> [Exercise details]: Retype the records exactly.

Stored entries:
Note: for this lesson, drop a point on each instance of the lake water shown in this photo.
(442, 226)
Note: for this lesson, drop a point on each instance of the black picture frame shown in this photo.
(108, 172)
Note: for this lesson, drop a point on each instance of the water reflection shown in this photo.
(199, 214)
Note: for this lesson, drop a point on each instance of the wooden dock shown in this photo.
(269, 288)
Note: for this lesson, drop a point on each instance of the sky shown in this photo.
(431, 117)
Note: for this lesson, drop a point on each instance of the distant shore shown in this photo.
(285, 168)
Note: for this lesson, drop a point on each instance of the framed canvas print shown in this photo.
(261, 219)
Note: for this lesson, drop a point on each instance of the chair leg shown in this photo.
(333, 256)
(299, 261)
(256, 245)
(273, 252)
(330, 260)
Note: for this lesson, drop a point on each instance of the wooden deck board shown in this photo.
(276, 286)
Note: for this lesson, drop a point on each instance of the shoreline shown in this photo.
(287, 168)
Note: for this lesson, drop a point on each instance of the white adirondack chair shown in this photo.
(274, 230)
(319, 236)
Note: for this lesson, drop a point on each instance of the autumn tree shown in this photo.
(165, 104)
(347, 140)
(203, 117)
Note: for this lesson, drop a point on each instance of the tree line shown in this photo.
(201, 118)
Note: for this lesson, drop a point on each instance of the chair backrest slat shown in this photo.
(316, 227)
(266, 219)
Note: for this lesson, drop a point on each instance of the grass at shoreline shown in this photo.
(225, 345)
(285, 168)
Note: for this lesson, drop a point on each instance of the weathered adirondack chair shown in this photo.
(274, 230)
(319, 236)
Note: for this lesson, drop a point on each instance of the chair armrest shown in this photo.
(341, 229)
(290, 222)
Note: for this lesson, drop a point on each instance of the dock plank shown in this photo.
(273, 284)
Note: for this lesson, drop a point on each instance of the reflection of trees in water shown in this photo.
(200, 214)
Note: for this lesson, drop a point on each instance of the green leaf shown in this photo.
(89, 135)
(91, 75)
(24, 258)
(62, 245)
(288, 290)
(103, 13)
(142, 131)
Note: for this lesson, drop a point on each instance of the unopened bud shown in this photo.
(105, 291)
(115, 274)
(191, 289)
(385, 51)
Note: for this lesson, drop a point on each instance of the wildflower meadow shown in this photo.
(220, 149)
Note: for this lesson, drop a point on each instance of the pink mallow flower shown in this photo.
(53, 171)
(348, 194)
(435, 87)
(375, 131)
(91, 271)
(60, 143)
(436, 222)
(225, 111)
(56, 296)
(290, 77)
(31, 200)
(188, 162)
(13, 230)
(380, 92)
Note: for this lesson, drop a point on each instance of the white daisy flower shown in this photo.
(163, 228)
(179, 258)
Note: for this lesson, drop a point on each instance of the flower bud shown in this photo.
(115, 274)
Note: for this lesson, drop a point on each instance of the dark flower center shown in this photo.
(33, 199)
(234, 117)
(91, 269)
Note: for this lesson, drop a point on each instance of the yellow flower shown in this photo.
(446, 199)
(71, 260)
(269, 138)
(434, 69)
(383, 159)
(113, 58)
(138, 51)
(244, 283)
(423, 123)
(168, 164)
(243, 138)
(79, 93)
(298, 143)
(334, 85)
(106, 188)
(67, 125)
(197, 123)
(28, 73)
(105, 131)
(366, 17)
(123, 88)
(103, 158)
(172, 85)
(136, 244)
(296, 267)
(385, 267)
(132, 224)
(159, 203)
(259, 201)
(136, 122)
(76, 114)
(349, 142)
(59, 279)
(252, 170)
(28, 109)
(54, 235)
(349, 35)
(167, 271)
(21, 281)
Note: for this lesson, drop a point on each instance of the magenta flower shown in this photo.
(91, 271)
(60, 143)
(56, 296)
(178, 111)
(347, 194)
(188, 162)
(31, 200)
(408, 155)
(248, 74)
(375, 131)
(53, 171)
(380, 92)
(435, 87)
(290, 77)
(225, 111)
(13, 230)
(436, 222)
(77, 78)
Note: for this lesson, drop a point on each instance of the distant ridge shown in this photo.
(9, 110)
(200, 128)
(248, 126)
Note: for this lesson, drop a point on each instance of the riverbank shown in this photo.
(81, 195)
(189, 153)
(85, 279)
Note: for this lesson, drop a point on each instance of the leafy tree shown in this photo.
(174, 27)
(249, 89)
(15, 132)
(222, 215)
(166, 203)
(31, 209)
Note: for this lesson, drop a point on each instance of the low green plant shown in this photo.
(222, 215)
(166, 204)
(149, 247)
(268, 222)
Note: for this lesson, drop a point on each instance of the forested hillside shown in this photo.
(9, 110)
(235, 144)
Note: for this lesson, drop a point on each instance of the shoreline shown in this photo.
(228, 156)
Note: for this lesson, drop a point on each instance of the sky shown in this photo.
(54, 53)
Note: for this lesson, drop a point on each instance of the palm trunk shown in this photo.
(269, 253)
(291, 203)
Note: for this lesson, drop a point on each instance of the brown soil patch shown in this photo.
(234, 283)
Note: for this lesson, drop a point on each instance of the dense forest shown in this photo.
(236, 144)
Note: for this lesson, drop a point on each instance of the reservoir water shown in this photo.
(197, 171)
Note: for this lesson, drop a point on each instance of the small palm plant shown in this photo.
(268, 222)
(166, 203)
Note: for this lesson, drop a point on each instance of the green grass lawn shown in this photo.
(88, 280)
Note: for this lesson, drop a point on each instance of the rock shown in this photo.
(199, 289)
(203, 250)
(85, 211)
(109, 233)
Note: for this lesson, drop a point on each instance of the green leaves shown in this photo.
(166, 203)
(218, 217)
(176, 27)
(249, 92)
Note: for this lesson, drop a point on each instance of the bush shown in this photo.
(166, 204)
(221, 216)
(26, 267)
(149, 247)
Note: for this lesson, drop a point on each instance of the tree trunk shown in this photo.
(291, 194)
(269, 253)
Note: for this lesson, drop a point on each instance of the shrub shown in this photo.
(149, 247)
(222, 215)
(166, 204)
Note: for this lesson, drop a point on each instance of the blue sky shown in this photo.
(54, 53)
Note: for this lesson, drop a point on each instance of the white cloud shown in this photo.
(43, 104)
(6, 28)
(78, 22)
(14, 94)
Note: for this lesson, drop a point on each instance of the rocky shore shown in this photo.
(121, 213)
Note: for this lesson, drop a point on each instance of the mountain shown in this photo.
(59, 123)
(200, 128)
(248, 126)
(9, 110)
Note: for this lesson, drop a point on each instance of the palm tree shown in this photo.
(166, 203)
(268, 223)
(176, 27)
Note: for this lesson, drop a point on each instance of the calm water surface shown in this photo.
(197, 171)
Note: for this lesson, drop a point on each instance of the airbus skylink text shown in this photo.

> [Written answer]:
Note: for this lesson, drop a point on each instance of the lake water shown in this photo.
(442, 226)
Note: for this lesson, drop a point on each instance of the black picture frame shown in this photo.
(108, 172)
Note: for this lesson, drop a point on each instance of the water reflection shown in this photo.
(199, 214)
Note: for this lesson, drop a point on each instance of the wooden dock shown in this photo.
(269, 288)
Note: for this lesson, drop a point on each instance of the sky shown in this photo.
(431, 117)
Note: for this lesson, drop a point on each instance of the distant shore shown in this photo.
(285, 168)
Note: for this lesson, drop a point on each instance of the framed canvas print shown in this photo.
(261, 219)
Note: for this lesson, drop a point on each instance of the chair leg shown in this photo.
(333, 256)
(299, 261)
(256, 245)
(273, 252)
(330, 260)
Note: for this lesson, drop a point on each instance of the wooden deck board shown in this photo.
(276, 286)
Note: for this lesson, drop a point on each instance of the shoreline shown in this photo.
(287, 168)
Note: for this lesson, drop a point on each instance of the white adirondack chair shown in this photo.
(274, 230)
(319, 236)
Note: for this lesson, drop a point on each instance of the autumn tree shown in this photo.
(165, 104)
(347, 140)
(203, 117)
Note: for this lesson, drop a point on each instance of the tree line shown in this photo.
(201, 118)
Note: for this lesson, drop a point on each instance of the chair backrest slat shown in this photo.
(316, 227)
(266, 219)
Note: for this lesson, drop a point on each instance of the grass at shoreline shown in this photo.
(225, 345)
(285, 168)
Note: for this lesson, drop a point on each instance of the weathered adirondack chair shown in this photo.
(274, 230)
(319, 236)
Note: for this lesson, drop a point on each instance of the chair armrest shown in this photo.
(341, 229)
(290, 222)
Note: for this lesson, drop a point on each instance of the dock plank shown in this photo.
(273, 284)
Note: for this lesson, drop a point on each instance of the reflection of trees in water shown in this photo.
(200, 214)
Note: for this lesson, drop a point on each instance of the green leaf shown in this photo.
(89, 135)
(91, 75)
(24, 258)
(62, 245)
(288, 290)
(103, 13)
(142, 131)
Note: for this lesson, drop a point on each instance of the unopened bud shown in this photo.
(105, 291)
(115, 274)
(191, 289)
(385, 51)
Note: for this lesson, drop a point on each instance of the wildflower meadow shown in this photo.
(220, 149)
Note: for this lesson, drop a point on each instance of the pink mallow flower shown in this photo.
(53, 171)
(348, 194)
(435, 87)
(375, 131)
(91, 271)
(60, 143)
(436, 222)
(225, 111)
(56, 296)
(290, 77)
(31, 200)
(188, 162)
(13, 230)
(380, 92)
Note: for this lesson, drop a point on each instance of the white daisy flower shown in this photo.
(163, 228)
(179, 258)
Note: for this lesson, drop a point on each instance of the flower bud shown in this photo.
(115, 274)
Note: for this lesson, drop a point on each instance of the dark flower center shown in this photo.
(33, 199)
(234, 117)
(91, 269)
Note: for this lesson, drop a point on each instance of the yellow flower shown in this photo.
(446, 199)
(71, 260)
(269, 138)
(434, 69)
(383, 159)
(113, 58)
(138, 51)
(244, 283)
(423, 123)
(168, 164)
(243, 138)
(79, 93)
(298, 143)
(334, 85)
(106, 188)
(67, 125)
(197, 123)
(28, 73)
(105, 131)
(366, 17)
(123, 88)
(103, 158)
(172, 85)
(136, 244)
(296, 267)
(385, 267)
(132, 224)
(159, 203)
(259, 201)
(136, 122)
(76, 114)
(349, 142)
(59, 279)
(252, 170)
(28, 109)
(54, 235)
(349, 35)
(167, 271)
(21, 281)
Note: for this lesson, drop a point on each instance of the magenta flower shown in this photo.
(91, 271)
(60, 143)
(56, 296)
(178, 111)
(347, 194)
(188, 162)
(31, 200)
(408, 155)
(248, 74)
(375, 131)
(53, 171)
(380, 92)
(435, 87)
(290, 77)
(225, 111)
(13, 230)
(436, 222)
(77, 78)
Note: for this lesson, drop a point on each instance of the distant ridge shown in this photo.
(9, 110)
(200, 128)
(248, 126)
Note: for this lesson, drop a point on each instance of the riverbank shown in this photo.
(81, 195)
(189, 153)
(85, 279)
Note: for this lesson, drop a point on each instance of the leafy tree shown in this photo.
(174, 27)
(249, 89)
(15, 132)
(222, 215)
(166, 203)
(31, 209)
Note: for this lesson, drop a point on each instance of the low green plant shown in this photo.
(222, 215)
(166, 204)
(149, 247)
(268, 222)
Note: for this lesson, drop a point on each instance of the forested hillside shown in this photo.
(9, 110)
(235, 144)
Note: for this lesson, drop a point on each instance of the shoreline shown in this photo.
(228, 156)
Note: for this lesson, drop a point on each instance of the sky shown in this photo.
(54, 53)
Note: for this lesson, drop a point on each instance of the palm trunk shown in this photo.
(269, 253)
(291, 203)
Note: for this lesson, drop a point on each instance of the brown soil patch shown in this photo.
(234, 283)
Note: for this lesson, drop a point on each instance of the dense forest shown in this photo.
(236, 144)
Note: for this lesson, drop a point on each instance of the reservoir water shown in this photo.
(197, 171)
Note: for this lesson, drop a point on each instance of the small palm plant shown in this photo.
(268, 222)
(166, 203)
Note: for this lesson, drop a point on each instance of the green grass lawn shown in this photo.
(88, 280)
Note: for this lesson, drop a point on each instance of the rock shown in this photo.
(199, 289)
(203, 250)
(85, 211)
(109, 233)
Note: for this lesson, drop a point on each instance of the green leaves shown in this photo.
(166, 203)
(218, 217)
(176, 27)
(249, 92)
Note: for this lesson, drop a point on each instance of the bush shown in this photo.
(166, 204)
(221, 216)
(26, 267)
(149, 247)
Note: for this lesson, drop a point on each instance of the tree trunk shown in this photo.
(291, 194)
(269, 253)
Note: for this lesson, drop a point on each instance of the shrub shown in this photo.
(149, 247)
(222, 215)
(166, 204)
Note: for this lesson, drop a point on each instance of the blue sky shown in this photo.
(54, 53)
Note: for this lesson, drop a point on each instance of the white cloud shown in this photo.
(43, 104)
(6, 28)
(78, 22)
(14, 94)
Note: for this lesson, drop a point on each instance of the rocky shore shown in this photo.
(121, 213)
Note: for this lesson, drop a point on each instance of the mountain shown in this photo.
(59, 123)
(200, 128)
(248, 126)
(9, 110)
Note: for this lesson, drop a point on each instance of the palm tree shown in this photo.
(166, 203)
(268, 223)
(176, 27)
Note: for this lesson, drop a point on each instance of the calm water surface shown in this photo.
(197, 171)
Note: for this lesson, drop a point on each instance of the airbus skylink text shown in this photo.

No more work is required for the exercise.